A main factor that influences hydrothermal heat loss is the magmas that solidify underground. This link is the key motivation for our study. A major goal of our paper is to try to quantify these hidden magmas—how much magma needs to intrude the crust beneath the surface to supply the hydrothermal heat fluxes that we observe? The composition of magmas influences how much heat they can release. The depth at which magmas are emplaced also matters, because magmas that intrude the shallow crust eventually cool to lower temperatures than magmas emplaced in the lower crust and therefore release more heat.

What are the remaining questions or knowledge gaps where additional research efforts are needed?

A big outstanding challenge is combining estimates from hydrothermal data of how much magma is coming into the crust – like ours – with other approaches to estimating the same thing. The magmatic systems beneath volcanoes span the crust. At the base of the crust, you have magma supply, sort of like the water main feeding your plumbing system. Despite how fundamental magma supply is, we know remarkably little about it. It’s exciting to think about how the rates of magma supply could vary through time and space and why. Applying a range of techniques—including geophysical imaging, hydrothermal budgets, gas and igneous geochemistry, and petrology—to understand these questions could really be a game changer.

Written instruction A → List the techniques that the passage about magma supply names for studying magma supply.

Record list →
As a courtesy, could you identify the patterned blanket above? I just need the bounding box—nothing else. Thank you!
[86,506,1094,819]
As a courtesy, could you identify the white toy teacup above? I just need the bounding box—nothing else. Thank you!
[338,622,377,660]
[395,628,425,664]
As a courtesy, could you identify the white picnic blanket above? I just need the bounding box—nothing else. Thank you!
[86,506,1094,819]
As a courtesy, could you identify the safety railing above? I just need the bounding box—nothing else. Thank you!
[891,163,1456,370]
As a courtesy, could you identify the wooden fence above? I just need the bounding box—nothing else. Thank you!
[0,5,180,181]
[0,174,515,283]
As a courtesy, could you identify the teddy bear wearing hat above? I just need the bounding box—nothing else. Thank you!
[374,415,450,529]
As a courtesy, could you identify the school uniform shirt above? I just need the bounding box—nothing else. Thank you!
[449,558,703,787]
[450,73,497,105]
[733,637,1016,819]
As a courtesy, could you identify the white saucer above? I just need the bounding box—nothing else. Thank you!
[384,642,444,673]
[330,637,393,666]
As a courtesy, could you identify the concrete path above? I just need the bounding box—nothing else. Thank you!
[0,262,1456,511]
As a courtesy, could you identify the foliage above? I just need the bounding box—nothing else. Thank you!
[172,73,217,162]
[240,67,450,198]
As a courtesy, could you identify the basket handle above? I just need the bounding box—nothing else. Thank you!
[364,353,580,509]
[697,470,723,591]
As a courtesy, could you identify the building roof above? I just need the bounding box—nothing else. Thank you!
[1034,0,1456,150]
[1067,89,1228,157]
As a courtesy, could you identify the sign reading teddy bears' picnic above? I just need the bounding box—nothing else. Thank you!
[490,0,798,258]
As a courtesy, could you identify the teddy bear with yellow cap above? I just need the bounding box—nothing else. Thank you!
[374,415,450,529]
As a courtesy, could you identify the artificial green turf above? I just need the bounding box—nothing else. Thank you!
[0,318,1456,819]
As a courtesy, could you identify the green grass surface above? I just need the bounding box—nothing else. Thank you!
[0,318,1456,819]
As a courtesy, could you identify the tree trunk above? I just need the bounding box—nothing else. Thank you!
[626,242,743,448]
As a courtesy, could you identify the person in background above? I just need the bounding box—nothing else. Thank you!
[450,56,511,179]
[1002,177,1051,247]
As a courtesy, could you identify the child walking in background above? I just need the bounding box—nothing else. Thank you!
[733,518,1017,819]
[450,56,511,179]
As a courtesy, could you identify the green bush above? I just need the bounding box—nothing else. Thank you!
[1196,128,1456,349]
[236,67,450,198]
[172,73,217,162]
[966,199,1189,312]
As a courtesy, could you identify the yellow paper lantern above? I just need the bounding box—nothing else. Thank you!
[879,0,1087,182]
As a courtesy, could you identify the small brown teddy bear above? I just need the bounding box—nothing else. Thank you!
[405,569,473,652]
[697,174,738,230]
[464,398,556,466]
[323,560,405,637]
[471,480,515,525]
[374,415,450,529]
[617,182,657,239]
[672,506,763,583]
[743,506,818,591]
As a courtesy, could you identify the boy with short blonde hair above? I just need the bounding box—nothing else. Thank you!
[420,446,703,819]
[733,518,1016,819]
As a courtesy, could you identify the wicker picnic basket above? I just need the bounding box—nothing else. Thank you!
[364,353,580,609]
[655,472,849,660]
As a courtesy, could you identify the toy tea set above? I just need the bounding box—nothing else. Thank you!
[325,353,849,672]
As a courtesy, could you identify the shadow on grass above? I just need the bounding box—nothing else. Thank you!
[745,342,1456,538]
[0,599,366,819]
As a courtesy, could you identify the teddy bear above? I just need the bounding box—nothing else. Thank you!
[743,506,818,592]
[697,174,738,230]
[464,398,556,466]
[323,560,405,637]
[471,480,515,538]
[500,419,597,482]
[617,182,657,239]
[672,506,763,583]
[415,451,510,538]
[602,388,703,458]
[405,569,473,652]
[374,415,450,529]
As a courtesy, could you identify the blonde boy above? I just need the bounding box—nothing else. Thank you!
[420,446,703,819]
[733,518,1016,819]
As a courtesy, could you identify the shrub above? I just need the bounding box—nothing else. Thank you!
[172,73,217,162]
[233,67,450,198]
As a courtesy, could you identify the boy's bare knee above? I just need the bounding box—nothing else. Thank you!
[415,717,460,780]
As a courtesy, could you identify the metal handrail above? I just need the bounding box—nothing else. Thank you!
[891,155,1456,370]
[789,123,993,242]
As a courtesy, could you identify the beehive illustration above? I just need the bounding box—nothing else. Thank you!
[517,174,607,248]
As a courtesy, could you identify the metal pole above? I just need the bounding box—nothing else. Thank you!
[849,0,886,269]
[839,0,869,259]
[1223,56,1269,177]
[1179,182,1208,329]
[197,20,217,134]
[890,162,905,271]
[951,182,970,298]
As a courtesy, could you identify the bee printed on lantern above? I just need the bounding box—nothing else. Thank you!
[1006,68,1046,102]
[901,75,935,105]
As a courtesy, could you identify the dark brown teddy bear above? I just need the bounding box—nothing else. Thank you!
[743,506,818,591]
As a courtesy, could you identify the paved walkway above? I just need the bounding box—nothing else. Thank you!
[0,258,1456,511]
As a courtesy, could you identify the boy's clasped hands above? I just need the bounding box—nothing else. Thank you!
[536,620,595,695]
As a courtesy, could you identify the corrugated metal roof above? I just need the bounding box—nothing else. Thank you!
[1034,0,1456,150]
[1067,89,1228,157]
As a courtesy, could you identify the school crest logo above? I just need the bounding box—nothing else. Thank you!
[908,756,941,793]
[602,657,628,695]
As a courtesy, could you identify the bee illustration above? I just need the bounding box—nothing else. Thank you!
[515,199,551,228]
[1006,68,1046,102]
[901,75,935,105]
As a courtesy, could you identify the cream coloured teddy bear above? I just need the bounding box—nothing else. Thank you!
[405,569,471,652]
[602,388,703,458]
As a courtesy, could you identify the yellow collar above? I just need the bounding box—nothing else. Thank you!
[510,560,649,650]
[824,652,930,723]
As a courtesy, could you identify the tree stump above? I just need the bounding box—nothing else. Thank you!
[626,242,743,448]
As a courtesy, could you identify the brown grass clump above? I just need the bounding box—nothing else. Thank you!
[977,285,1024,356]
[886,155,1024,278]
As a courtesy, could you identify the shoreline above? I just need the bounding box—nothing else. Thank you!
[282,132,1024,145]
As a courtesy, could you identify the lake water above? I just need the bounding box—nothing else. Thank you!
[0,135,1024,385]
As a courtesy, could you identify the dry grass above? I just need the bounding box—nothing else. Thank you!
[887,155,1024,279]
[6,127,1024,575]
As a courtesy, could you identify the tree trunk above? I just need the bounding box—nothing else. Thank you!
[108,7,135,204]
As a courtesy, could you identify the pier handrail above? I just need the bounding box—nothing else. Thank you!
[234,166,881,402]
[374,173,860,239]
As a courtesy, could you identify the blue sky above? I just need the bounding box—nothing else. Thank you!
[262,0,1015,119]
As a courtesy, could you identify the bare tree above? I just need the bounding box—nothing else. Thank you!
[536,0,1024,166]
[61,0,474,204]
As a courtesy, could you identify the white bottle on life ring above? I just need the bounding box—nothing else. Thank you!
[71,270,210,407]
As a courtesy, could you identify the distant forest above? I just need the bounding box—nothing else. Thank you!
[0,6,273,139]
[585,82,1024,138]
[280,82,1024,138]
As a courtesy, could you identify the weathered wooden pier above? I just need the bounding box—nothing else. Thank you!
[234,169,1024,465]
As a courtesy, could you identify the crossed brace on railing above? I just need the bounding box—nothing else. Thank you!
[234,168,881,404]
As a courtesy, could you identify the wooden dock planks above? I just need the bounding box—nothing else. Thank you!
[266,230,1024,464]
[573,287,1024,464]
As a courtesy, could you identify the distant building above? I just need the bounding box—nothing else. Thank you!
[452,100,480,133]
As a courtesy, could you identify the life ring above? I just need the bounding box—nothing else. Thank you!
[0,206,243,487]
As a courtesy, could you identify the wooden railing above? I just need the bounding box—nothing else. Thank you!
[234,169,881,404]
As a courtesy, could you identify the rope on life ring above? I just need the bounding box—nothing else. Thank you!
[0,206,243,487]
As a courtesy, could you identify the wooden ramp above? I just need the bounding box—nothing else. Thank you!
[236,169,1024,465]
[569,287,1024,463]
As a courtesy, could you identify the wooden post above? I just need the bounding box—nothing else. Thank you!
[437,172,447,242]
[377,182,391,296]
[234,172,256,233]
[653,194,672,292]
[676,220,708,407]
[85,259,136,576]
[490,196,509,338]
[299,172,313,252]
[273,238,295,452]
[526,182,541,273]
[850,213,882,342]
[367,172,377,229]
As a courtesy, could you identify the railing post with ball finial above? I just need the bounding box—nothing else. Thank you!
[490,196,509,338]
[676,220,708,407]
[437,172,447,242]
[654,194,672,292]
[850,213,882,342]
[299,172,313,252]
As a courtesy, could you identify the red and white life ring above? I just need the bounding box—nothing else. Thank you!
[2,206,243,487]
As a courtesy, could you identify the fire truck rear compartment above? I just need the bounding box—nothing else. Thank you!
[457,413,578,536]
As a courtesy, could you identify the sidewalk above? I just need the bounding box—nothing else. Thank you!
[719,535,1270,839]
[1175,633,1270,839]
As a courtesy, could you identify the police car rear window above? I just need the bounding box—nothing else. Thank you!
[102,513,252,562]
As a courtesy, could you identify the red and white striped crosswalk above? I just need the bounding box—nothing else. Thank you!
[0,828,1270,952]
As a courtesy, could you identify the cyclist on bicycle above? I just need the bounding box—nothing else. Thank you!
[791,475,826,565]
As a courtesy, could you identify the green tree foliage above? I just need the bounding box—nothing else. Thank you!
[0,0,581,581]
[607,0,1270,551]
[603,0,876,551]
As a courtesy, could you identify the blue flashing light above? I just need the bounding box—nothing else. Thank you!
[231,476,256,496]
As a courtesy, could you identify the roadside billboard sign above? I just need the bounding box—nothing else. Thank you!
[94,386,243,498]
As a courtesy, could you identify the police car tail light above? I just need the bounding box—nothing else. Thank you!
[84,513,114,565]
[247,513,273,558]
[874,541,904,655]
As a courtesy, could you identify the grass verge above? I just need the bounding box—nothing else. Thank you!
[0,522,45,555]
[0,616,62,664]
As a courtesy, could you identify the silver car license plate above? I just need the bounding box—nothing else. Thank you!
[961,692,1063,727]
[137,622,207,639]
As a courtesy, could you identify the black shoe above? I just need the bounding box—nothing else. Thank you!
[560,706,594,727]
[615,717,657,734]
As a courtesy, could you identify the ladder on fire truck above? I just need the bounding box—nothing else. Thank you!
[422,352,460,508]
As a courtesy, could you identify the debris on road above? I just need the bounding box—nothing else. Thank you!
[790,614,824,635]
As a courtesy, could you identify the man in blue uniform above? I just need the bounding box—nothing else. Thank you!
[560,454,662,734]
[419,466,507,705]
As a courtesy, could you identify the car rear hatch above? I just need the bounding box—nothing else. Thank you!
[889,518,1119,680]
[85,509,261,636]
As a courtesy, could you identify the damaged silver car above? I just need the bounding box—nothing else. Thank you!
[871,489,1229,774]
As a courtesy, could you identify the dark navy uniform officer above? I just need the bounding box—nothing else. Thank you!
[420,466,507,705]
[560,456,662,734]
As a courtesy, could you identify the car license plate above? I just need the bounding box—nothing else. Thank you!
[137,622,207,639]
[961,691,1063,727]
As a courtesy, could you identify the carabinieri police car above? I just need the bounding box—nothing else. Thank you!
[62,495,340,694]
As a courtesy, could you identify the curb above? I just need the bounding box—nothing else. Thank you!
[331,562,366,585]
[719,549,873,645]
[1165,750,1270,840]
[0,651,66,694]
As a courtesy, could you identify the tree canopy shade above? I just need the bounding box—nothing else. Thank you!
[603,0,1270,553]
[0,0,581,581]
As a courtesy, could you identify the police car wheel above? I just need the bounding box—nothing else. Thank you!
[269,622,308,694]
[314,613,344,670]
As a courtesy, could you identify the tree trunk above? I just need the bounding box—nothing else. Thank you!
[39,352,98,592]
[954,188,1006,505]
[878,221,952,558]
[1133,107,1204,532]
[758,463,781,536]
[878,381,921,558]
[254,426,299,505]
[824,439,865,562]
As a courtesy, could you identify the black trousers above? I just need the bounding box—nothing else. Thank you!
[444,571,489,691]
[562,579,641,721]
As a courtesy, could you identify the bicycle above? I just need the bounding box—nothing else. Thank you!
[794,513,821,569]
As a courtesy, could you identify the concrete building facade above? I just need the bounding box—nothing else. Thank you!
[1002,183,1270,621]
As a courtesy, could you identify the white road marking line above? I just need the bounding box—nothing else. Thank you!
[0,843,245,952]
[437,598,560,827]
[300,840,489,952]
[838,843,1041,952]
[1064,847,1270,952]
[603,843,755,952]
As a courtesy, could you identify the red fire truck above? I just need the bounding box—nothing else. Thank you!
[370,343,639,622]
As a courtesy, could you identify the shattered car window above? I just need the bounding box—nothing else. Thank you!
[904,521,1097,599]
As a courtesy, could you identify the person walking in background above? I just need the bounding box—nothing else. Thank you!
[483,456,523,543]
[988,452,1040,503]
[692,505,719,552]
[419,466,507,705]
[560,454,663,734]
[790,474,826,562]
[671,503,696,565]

Written instruction B → Give the part of the records that opens with the line containing "As a courtesy, could you identify the black shoe" and closes with the line containing "[62,495,340,694]" as a Markdown table with the columns Row and Line. Number each line and leave out blank lines.

Result A →
- geophysical imaging
- hydrothermal budgets
- gas and igneous geochemistry
- petrology

Result B →
| Row | Line |
|---|---|
| 1 | As a courtesy, could you identify the black shoe above? I just need the bounding box—nothing else. Thank you! |
| 2 | [560,706,594,727] |
| 3 | [615,717,657,734] |
| 4 | As a courtesy, could you identify the ladder on fire truck above? I just need the bounding box—nothing else. Thank you! |
| 5 | [422,352,460,508] |
| 6 | As a courtesy, could you identify the debris on road above? I just need the bounding box—nothing else. Thank you! |
| 7 | [790,614,824,635] |
| 8 | As a courtesy, could you identify the man in blue uniform above? I just need the bounding box—nothing else. Thank you! |
| 9 | [560,454,662,734] |
| 10 | [419,466,507,705] |
| 11 | As a courtesy, could you identify the car rear hatch above? I just need the bounding box—nothing else. Thank you! |
| 12 | [889,518,1119,680] |
| 13 | [85,509,261,636] |
| 14 | As a courtesy, could you identify the damaged silver car above? I just need the bounding box—nothing else. Thank you! |
| 15 | [871,489,1229,774] |
| 16 | As a courtesy, could you identify the dark navy uniform officer above? I just need the bounding box—nothing else. Thank you! |
| 17 | [420,466,507,705] |
| 18 | [560,456,662,734] |
| 19 | As a courtesy, could you identify the car license plate above? I just need the bounding box—nothing else. Thank you! |
| 20 | [137,622,207,639] |
| 21 | [961,691,1063,727] |
| 22 | As a courtesy, could you identify the carabinieri police car above? I just need the bounding box—nothing else. Thank you! |
| 23 | [62,495,340,694] |